# CONSIGNE:
Reproduisez le passage du texte sur Zoer qui commence aux mots « Pour Zoer le graff devient la » et s'arrête après « dérangeant et décalé. ».

Aux images Zoer préfère les mots car les seconds se rapprochent du cri (que leur graphisme revigore). Fidèle à l’esthétique street-art, le lillois aime que les lettres puissent aussi être vues sans être lues dans leurs lignes et volumes par où tout commence. D’où son invention d’éléments optiques denses qui interrogent et apostrophent. La concentration phrastique propose des courants alternatifs propices à un autre apprentissage de la lecture et de l’art. Les lettres sortent de « caveaubulaire » abstrait. Formes et couleurs ouvrent des séries de champs sémantiques. Ils relient autant l’homme au chien errant que l’instinct à l’intelligence.

Pour Zoer le graff devient la taupe faussement dormante capable de décrypter et de pervertir les messages stéréotypés des slogans et des publicités « officiels ». Sous impression d’un logo « absent » l’artiste fait évoluer l’alphabet et l’écriture selon un ordre de la disparition et de la renaissance. Il calcine les « polices » de tout acabit: celles de l’imprimerie comme celles qui courent après les délinquants de la bombe et du pochoir.

Une telle écriture-peinture entretient autant l’ignorance de ceux qui ne voient là que vandalisme qu’un savoir neuf par les multiples hypnoses fomentées. Contre l’empâtement du discours médiatique surgit une volte-face. Elle formule l’endroit d’une inspiration opposée à la numérotation de l’écriture machinale. La géométrie et ses couleurs proposent donc un chiffrage dérangeant et décalé.

(Entrées d'un jeu d'annotations par points)
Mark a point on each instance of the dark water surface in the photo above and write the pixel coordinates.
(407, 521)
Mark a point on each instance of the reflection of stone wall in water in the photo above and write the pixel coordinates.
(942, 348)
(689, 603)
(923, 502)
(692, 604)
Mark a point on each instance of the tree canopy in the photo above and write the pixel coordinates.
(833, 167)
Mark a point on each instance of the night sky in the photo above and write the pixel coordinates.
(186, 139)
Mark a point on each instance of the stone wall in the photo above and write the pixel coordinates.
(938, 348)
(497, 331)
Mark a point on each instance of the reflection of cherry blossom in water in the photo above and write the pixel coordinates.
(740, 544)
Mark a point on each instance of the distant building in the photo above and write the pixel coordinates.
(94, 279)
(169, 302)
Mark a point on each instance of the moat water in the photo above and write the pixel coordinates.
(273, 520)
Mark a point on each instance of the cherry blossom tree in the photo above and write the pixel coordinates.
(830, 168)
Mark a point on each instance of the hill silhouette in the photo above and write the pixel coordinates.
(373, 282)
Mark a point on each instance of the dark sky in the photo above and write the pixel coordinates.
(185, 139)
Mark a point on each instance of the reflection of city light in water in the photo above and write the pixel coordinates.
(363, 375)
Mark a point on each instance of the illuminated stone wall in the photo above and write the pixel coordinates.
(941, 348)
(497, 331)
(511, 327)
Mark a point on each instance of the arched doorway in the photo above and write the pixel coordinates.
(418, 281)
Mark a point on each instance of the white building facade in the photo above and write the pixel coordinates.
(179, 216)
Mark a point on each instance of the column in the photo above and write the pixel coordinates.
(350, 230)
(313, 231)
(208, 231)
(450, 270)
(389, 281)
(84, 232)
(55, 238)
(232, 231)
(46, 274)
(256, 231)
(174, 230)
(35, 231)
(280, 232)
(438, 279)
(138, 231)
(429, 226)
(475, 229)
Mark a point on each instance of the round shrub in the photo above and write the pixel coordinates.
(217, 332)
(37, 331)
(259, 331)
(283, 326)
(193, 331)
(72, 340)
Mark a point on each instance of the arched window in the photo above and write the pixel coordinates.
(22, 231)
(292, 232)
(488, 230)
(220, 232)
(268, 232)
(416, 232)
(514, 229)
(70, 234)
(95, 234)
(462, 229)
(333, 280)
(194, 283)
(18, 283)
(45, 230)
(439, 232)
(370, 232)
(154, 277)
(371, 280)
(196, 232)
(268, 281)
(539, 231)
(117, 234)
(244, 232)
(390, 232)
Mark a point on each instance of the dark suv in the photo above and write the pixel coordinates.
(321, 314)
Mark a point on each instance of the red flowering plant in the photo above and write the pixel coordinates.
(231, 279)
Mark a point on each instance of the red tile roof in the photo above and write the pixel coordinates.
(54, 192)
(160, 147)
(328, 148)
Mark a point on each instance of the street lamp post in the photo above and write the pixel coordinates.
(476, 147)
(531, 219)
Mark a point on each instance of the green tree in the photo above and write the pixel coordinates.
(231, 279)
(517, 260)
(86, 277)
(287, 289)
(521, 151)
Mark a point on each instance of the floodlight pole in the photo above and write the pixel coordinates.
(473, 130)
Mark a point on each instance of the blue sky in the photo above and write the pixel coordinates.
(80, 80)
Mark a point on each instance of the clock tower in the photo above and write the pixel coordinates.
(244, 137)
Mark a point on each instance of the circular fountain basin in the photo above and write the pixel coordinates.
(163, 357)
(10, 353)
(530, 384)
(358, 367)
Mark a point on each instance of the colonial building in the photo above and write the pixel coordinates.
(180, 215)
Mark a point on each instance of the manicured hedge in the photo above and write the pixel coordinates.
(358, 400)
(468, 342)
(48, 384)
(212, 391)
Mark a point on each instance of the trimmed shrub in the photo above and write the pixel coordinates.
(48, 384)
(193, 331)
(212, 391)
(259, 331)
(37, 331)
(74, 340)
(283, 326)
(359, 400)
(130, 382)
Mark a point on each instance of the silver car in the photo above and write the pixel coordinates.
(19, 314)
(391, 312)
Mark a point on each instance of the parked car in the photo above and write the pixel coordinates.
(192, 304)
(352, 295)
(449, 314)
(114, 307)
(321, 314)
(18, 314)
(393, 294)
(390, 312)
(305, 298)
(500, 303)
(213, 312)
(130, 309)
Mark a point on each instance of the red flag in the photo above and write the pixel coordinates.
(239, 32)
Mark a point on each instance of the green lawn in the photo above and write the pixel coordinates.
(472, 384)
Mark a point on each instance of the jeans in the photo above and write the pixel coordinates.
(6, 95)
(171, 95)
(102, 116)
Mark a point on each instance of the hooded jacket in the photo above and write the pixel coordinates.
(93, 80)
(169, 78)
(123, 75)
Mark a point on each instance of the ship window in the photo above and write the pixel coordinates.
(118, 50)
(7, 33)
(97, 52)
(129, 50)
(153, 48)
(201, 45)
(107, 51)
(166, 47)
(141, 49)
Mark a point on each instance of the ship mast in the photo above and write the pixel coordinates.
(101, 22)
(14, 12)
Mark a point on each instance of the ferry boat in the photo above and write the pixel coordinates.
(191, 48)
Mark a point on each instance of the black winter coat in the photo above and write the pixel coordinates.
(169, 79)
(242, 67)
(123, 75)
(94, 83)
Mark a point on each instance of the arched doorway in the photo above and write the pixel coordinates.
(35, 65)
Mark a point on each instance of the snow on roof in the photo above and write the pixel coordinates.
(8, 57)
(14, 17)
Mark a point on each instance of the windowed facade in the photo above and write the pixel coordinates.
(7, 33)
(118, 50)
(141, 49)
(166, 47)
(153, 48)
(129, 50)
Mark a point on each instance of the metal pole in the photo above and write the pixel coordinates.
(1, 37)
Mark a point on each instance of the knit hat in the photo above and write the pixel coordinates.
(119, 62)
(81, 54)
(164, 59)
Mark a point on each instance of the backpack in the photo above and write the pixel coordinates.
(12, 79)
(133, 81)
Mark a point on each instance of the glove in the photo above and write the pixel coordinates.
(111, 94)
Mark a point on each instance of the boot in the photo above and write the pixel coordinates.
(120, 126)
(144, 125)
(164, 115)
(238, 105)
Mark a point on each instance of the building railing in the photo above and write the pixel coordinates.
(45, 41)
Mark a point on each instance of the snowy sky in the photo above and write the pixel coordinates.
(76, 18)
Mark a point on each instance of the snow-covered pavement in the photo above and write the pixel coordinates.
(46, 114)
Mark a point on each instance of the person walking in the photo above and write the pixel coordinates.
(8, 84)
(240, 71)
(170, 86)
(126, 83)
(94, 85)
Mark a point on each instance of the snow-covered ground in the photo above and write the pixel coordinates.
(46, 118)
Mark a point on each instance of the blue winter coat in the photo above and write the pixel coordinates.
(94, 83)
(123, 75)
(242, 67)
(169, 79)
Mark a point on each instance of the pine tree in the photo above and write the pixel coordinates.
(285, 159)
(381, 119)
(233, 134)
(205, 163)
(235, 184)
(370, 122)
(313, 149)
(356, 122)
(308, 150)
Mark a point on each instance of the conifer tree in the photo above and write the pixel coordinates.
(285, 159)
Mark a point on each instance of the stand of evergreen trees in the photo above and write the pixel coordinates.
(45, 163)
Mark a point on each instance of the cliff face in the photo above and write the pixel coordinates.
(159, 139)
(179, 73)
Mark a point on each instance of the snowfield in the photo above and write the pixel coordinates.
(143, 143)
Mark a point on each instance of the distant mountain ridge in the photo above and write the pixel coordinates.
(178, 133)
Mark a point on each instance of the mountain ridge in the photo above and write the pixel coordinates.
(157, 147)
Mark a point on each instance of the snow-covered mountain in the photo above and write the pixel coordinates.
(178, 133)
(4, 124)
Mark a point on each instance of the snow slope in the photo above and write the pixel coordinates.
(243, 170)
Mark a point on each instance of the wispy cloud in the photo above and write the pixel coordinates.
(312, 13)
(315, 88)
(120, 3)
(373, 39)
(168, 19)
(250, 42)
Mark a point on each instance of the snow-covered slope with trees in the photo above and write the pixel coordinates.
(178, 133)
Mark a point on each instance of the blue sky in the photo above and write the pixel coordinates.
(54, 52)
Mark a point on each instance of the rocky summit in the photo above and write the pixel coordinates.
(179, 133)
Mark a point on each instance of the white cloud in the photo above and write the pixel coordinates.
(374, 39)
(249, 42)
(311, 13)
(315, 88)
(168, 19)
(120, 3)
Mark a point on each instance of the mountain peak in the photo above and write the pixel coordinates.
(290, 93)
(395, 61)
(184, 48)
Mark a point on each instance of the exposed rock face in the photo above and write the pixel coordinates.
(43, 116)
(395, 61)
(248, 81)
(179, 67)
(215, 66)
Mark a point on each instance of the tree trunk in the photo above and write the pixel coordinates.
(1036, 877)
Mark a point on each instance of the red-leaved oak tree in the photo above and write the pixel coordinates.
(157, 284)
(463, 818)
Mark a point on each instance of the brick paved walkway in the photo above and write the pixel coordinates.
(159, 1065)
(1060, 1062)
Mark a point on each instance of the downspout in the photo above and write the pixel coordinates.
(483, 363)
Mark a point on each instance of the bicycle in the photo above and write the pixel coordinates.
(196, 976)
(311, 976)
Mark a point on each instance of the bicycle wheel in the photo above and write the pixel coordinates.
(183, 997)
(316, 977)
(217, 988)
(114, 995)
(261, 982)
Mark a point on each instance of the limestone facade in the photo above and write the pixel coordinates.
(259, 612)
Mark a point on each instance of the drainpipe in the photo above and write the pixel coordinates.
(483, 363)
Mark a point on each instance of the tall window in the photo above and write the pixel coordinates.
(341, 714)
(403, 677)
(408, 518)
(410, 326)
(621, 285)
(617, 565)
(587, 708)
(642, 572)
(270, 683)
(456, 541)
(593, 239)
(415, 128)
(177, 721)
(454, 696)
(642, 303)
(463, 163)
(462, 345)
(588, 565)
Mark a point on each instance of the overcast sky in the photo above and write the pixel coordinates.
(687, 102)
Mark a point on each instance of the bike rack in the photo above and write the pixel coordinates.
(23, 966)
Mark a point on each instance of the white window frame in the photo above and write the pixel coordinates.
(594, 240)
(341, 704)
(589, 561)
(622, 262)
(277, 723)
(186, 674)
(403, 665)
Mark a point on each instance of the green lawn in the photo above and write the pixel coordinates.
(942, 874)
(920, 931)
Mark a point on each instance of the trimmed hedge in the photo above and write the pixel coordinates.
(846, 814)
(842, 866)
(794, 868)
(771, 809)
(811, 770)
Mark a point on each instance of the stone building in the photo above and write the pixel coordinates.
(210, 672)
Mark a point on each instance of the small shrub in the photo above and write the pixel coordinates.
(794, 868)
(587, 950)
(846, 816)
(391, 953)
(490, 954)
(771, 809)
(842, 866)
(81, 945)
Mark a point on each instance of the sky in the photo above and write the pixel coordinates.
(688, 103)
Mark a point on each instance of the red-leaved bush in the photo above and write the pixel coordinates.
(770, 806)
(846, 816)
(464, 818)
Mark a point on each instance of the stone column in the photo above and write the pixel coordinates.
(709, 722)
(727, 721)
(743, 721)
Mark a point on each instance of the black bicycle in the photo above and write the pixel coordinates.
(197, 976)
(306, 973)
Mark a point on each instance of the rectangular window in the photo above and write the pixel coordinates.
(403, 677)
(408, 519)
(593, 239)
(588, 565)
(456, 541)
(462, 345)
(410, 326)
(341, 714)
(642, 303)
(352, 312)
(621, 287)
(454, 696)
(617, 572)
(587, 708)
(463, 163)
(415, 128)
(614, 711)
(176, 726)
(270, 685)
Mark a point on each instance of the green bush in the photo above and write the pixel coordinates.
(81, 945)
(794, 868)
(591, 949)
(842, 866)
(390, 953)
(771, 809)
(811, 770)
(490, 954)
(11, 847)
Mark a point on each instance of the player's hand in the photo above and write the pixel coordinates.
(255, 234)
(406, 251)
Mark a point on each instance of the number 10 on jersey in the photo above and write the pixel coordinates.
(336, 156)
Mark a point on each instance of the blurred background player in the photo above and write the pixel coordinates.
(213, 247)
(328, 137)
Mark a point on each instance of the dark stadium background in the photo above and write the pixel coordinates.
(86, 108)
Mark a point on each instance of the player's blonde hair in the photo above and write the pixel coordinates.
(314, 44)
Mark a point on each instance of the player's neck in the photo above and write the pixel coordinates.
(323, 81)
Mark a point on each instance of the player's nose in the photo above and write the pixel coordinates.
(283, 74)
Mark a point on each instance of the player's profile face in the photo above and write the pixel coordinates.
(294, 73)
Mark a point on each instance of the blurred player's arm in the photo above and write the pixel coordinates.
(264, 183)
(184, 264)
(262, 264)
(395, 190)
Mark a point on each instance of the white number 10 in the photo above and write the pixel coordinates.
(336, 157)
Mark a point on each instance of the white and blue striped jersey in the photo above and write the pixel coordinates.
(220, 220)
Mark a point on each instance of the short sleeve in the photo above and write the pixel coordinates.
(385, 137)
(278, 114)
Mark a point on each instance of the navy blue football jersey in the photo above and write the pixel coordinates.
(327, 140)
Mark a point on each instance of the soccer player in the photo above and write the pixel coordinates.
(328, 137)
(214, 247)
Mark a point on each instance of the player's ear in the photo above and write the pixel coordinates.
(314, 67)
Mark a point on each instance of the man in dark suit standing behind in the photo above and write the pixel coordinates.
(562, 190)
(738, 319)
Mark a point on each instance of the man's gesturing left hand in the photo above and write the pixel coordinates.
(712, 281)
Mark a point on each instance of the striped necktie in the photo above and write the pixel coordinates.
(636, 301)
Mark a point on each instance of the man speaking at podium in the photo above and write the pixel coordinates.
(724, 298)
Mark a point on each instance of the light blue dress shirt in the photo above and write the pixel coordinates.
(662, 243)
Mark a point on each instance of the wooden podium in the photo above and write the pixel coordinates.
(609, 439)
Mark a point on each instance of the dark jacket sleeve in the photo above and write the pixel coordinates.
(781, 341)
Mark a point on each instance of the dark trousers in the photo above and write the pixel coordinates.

# RÉSULTAT:
Pour Zoer le graff devient la taupe faussement dormante capable de décrypter et de pervertir les messages stéréotypés des slogans et des publicités « officiels ». Sous impression d’un logo « absent » l’artiste fait évoluer l’alphabet et l’écriture selon un ordre de la disparition et de la renaissance. Il calcine les « polices » de tout acabit: celles de l’imprimerie comme celles qui courent après les délinquants de la bombe et du pochoir.

Une telle écriture-peinture entretient autant l’ignorance de ceux qui ne voient là que vandalisme qu’un savoir neuf par les multiples hypnoses fomentées. Contre l’empâtement du discours médiatique surgit une volte-face. Elle formule l’endroit d’une inspiration opposée à la numérotation de l’écriture machinale. La géométrie et ses couleurs proposent donc un chiffrage dérangeant et décalé.